Every line of the records counts; transcribe each one exactly.

━━━ DATA PROVIDED

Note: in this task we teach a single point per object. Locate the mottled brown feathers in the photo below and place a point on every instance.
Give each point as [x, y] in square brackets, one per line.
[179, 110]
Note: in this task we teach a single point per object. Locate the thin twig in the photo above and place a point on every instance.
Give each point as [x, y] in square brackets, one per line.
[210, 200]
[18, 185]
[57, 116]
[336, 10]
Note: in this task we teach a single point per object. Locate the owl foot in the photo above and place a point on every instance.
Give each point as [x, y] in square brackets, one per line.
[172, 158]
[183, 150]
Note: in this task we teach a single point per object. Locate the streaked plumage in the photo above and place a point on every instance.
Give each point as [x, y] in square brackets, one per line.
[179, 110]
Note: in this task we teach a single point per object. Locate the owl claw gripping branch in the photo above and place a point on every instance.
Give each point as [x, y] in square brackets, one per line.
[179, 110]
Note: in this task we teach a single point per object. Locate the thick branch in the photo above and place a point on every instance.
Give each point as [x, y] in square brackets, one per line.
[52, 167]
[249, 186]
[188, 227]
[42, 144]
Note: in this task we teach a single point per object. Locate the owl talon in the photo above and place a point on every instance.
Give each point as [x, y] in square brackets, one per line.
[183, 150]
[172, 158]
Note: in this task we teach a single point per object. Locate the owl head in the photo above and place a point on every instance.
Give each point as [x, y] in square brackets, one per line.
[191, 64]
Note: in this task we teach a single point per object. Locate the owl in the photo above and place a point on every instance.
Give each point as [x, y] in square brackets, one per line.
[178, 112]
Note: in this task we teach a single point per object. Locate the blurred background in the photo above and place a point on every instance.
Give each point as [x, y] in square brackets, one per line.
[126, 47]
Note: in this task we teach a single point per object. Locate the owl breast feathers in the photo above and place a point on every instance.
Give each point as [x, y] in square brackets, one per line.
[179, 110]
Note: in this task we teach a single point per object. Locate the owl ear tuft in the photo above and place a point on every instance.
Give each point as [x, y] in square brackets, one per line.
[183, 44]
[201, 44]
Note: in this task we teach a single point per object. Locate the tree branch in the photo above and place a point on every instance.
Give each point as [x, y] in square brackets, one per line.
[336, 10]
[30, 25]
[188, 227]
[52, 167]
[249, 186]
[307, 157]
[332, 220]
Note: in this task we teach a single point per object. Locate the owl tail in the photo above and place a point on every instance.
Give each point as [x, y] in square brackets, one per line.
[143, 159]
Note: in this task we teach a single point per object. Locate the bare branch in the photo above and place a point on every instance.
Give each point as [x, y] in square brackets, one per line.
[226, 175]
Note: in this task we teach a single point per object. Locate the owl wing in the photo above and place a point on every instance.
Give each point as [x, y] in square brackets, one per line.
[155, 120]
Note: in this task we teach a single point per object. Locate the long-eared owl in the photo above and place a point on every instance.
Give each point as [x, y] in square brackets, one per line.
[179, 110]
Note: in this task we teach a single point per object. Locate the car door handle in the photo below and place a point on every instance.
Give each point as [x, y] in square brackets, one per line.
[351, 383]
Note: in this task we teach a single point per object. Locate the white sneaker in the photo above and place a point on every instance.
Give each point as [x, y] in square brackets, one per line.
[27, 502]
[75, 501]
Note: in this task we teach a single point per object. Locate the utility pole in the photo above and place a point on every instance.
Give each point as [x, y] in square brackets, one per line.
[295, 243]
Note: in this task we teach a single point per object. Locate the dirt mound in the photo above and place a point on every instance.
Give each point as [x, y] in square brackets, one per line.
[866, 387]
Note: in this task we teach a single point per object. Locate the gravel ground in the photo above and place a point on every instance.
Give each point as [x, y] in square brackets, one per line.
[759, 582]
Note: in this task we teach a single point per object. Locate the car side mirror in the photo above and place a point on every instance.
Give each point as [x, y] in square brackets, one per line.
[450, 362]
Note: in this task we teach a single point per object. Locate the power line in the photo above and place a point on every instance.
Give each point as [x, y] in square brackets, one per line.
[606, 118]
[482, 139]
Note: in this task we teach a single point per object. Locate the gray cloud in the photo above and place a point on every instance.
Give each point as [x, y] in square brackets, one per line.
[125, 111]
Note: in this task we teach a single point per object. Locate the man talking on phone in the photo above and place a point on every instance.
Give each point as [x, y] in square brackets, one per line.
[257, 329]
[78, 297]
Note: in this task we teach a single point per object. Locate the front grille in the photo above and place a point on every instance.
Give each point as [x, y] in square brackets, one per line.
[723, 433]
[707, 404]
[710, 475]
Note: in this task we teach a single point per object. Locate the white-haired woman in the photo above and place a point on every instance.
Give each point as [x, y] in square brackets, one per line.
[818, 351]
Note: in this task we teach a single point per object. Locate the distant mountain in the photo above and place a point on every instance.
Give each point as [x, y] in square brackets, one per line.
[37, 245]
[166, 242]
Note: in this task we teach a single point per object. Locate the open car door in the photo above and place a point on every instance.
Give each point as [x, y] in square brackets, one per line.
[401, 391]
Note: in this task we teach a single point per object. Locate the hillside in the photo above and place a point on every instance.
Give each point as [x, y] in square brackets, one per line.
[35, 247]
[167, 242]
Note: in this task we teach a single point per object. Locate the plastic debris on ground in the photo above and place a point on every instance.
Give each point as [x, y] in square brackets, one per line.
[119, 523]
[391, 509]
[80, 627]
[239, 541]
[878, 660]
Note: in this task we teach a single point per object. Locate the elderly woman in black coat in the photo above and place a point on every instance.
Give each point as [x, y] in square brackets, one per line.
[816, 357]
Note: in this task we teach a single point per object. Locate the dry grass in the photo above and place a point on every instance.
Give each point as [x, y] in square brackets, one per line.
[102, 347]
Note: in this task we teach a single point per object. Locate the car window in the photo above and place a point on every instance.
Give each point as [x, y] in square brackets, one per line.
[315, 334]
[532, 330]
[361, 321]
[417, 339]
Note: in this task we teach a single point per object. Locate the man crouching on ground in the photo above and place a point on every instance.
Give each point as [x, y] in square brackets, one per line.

━━━━━━

REPLY TO THE EXERCISE —
Note: in this task we teach a single point per object. Locate the mottled brown feathers in the photo below and place a point on every instance.
Give each point as [x, y] in square brackets, one per line.
[179, 110]
Note: in this task we teach a single point per object. Locate the thin twig in the photo above and place a point on every instance.
Give each point as [x, y] in square brackets, one per line.
[210, 200]
[18, 185]
[57, 116]
[336, 10]
Note: in this task we teach a single point per object. Locate the owl foot in the photo above and place a point on every instance.
Give each point as [x, y] in square brackets, one per line.
[172, 158]
[183, 150]
Note: in this task we teach a single point per object. Locate the streaked plumage in the photo above and place a point on every instance.
Give each point as [x, y] in square brackets, one per line.
[179, 110]
Note: in this task we teach a single point per object. Locate the owl claw gripping branch in the photo above and place a point on every instance.
Give each point as [x, y] in square brackets, one per line.
[179, 110]
Note: in this task we teach a single point per object. Locate the thick branch in the photo above and place a point on every instance.
Give each point as [x, y] in square brackets, one per line.
[52, 167]
[249, 186]
[188, 227]
[42, 144]
Note: in this task we teach a single point per object. Locate the owl talon in the photo above and place a point on every instance.
Give each point as [x, y] in square brackets, one per line.
[183, 150]
[172, 158]
Note: in this task we teach a single point per object. Locate the owl head in the photo above and place a point on every instance.
Give each point as [x, y] in square brackets, one per line.
[191, 64]
Note: in this task we teach a single point per object. Locate the owl in the photo above and place a point on every instance.
Give each point as [x, y] in square brackets, one per line.
[178, 112]
Note: in this task we teach a single point per object. Locate the blurred background in the photo above and place a point on every instance.
Give each point as [x, y] in square brackets, one per line.
[126, 47]
Note: in this task we teach a single point per object. Locate the owl breast feathers in the photo above and place a point on every instance.
Give each point as [x, y] in square brackets, one per line.
[179, 110]
Note: in this task we teach a single point per object. Locate the owl ear tuft in the photo above and place a point on every instance.
Give each point as [x, y] in square brackets, one per line.
[183, 44]
[201, 44]
Note: in this task we teach a single point per object. Locate the tree branch in the photo above and place a point on every instance.
Give each point as [x, y] in square brackets, one per line.
[336, 10]
[30, 25]
[188, 227]
[52, 167]
[249, 186]
[307, 157]
[332, 220]
Note: in this task we teach a single point per object. Locate the owl tail in the photo above and place a point on every instance.
Give each point as [x, y] in square brackets, one per line.
[143, 159]
Note: in this task we teach a single point per object. Locate the bare branch in the photo above and place a point on every instance.
Give each point as [x, y] in square brackets, one per line.
[226, 175]
Note: in this task we teach a single point per object. Locate the owl wing in the photo above and place a point on every instance.
Give each point as [x, y] in square brackets, one per line.
[155, 120]
Note: in this task we teach a single point per object. Locate the long-eared owl in the photo above and place a point on every instance.
Give each point as [x, y] in square brackets, one per line.
[179, 110]
Note: in this task we teach a single point per object. Locate the car door handle in the photo below and place a point on every instance.
Give each point as [x, y] in square brackets, one per line.
[351, 383]
Note: in this task we teach a single point per object. Locate the white sneaker in the photo above and place a point on every instance.
Give each point as [x, y] in square brackets, one per line.
[27, 502]
[75, 501]
Note: in this task we teach a single point per object. Locate the utility pole in the photo above and place a point on every instance.
Give each point as [x, y] in square brackets, one per line.
[295, 243]
Note: in this task we teach a single point per object. Locate the dirt mound in the photo above and place a point on every instance.
Give each point as [x, y] in square brackets, one per line.
[866, 387]
Note: in this task we teach a single point per object. Locate the gravel ground in the photo above and place a point on every instance.
Give each point as [x, y] in square brackets, one per line.
[759, 582]
Note: in this task we teach a single point per object. Locate the car side mirror in the photo above and place a point on every instance.
Give each point as [x, y] in square brackets, one per line.
[450, 362]
Note: in this task we teach a single point per object. Locate the power line in the photo above and place a point on every instance.
Give each point as [x, y] in square brackets, one per line.
[606, 118]
[482, 139]
Note: in this task we teach a single point per object. Locate the gray cloud in the photo above and place a point on every instance.
Give each point as [x, y] in square brackets, one per line.
[125, 111]
Note: in this task we teach a single point per object. Locate the man talking on phone in the photo above and place a point on every instance.
Give each point as [x, y] in square brackets, one per line.
[257, 329]
[78, 297]
Note: in this task we teach a single point per object. Locate the front grille in the photo above and place a point on every instance.
Give each point as [x, y] in square brackets, one per line.
[723, 433]
[707, 404]
[710, 475]
Note: in this task we teach a single point per object. Locate the white-haired woman in the photo above and place a point on every instance.
Give each point as [x, y] in square brackets, one per line.
[818, 351]
Note: in this task we teach a single point per object. Locate the distant mountain in the photo above and place a point on every instance.
Give each point as [x, y] in square brackets, one per line.
[37, 245]
[166, 242]
Note: in this task we teach a single point per object. Locate the open car door in the photo above and place a point on every instance.
Give each point as [x, y] in square brackets, one per line.
[401, 391]
Note: in this task we teach a single point per object. Locate the hillside in the photo above and place a point on every instance.
Give each point as [x, y] in square brackets, one per line.
[35, 247]
[167, 242]
Note: in this task we teach a single point per object. Locate the plastic debris on ground in the photo above and place a point on every instance.
Give each point as [x, y] in square brackets, one per line.
[119, 523]
[391, 509]
[80, 627]
[239, 541]
[878, 660]
Note: in this task we teach a single point per object. Locate the elderly woman in black coat in the photo above and place a point on every instance.
Give each point as [x, y] in square brackets, one per line.
[816, 357]
Note: in this task we teach a single point per object. Locate the dry grass in the photo above and place a point on every instance.
Give each point as [x, y] in square brackets, one per line.
[102, 347]
Note: in this task we teach a single point per object. Locate the car window in the photo above and place a point on every instance.
Give each point as [x, y] in square brackets, one per line.
[315, 334]
[532, 330]
[361, 321]
[417, 339]
Note: in this task we teach a single point per object. Locate the man crouching on ground in the photo above and place a point on every instance.
Give each point as [x, y] in square brackets, one per line.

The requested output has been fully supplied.